*** Opening of SELECTED EXTRACT ***

In Chapel Hill, North Carolina, researchers at UNC School of Medicine have identified a molecular target that could fundamentally shift how doctors treat one of the blood's most aggressive cancers—a discovery that arrives as a lifeline for patients whose tumors relentlessly evade existing therapies.
The cancer is non-Hodgkin lymphoma (NHL), and the virus behind it is Epstein-Barr, the same common pathogen responsible for mononucleosis. EBV-positive NHL carries sobering odds: a lifetime risk of 1 in 46 for men and roughly 1 in 55 for women. But what makes this particular cancer especially difficult to treat is its ability to develop resistance with startling speed. Patients whose lymphomas learn to outsmart one therapy find themselves with few alternatives, and outcomes can be dire.
Now, a team led by Blossom Damania, Ph.D. at UNC Lineberger Comprehensive Cancer Center has pinpointed a vulnerability in these resistant tumors. The culprit is an enzyme called NEK2, which drives cancer cell division and proliferation. In aggressive lymphomas, NEK2 levels soar—so high, in fact, that doctors now recognize it as a biomarker of poor prognosis. The question became irresistible: What if researchers could shut it down?

*** Close of SELECTED EXTRACT ***

Please answer these questions from the lymphoma article:
1. In which city are the researchers located?
2. What virus is behind the cancer?
3. What enzyme did the team identify as the vulnerability in resistant tumors?

*** Opening of RECORDED INFORMATION ***

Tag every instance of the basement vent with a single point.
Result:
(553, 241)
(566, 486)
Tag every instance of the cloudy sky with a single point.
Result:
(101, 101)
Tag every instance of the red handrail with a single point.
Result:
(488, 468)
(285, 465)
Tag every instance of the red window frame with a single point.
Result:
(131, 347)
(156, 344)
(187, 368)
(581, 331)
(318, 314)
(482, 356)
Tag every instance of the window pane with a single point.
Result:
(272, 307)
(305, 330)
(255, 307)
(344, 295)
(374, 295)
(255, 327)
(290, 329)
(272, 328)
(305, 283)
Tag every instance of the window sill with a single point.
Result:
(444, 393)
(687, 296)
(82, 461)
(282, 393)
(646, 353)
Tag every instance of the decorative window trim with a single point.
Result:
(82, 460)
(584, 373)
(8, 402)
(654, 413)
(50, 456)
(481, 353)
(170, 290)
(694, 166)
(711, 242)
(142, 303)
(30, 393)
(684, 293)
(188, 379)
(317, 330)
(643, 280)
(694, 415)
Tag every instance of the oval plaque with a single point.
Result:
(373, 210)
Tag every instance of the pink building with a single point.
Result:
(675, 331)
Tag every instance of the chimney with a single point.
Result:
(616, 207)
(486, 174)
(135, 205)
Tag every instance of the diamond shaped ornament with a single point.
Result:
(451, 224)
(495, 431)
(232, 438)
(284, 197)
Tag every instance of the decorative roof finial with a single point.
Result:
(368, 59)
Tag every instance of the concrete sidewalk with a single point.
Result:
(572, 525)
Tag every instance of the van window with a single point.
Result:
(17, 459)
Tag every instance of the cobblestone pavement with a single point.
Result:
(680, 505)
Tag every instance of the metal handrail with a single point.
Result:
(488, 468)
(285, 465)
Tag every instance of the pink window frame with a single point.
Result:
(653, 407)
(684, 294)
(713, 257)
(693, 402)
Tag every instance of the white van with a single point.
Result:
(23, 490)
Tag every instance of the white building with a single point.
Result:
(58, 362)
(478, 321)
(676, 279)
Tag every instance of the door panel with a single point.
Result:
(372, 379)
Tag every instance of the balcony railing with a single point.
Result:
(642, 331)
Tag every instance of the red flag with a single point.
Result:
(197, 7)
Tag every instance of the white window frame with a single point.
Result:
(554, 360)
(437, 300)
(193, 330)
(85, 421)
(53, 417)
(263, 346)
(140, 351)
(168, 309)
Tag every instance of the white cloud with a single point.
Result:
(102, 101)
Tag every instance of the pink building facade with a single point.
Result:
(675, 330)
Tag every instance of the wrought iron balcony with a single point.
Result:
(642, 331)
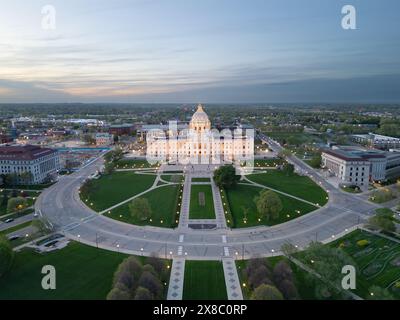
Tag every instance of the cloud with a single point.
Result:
(368, 89)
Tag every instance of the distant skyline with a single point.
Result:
(221, 51)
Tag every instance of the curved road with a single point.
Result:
(62, 206)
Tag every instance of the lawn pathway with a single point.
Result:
(278, 191)
(175, 286)
(233, 288)
(218, 208)
(184, 215)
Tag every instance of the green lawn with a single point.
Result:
(3, 206)
(112, 189)
(83, 272)
(17, 214)
(268, 162)
(134, 164)
(378, 262)
(201, 180)
(295, 185)
(15, 228)
(198, 211)
(243, 196)
(204, 280)
(163, 202)
(176, 178)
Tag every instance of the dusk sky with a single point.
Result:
(199, 51)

*** Close of RECORDED INFORMATION ***

• SOLVED EXERCISE:
1. Chapel Hill, North Carolina
2. Epstein-Barr
3. NEK2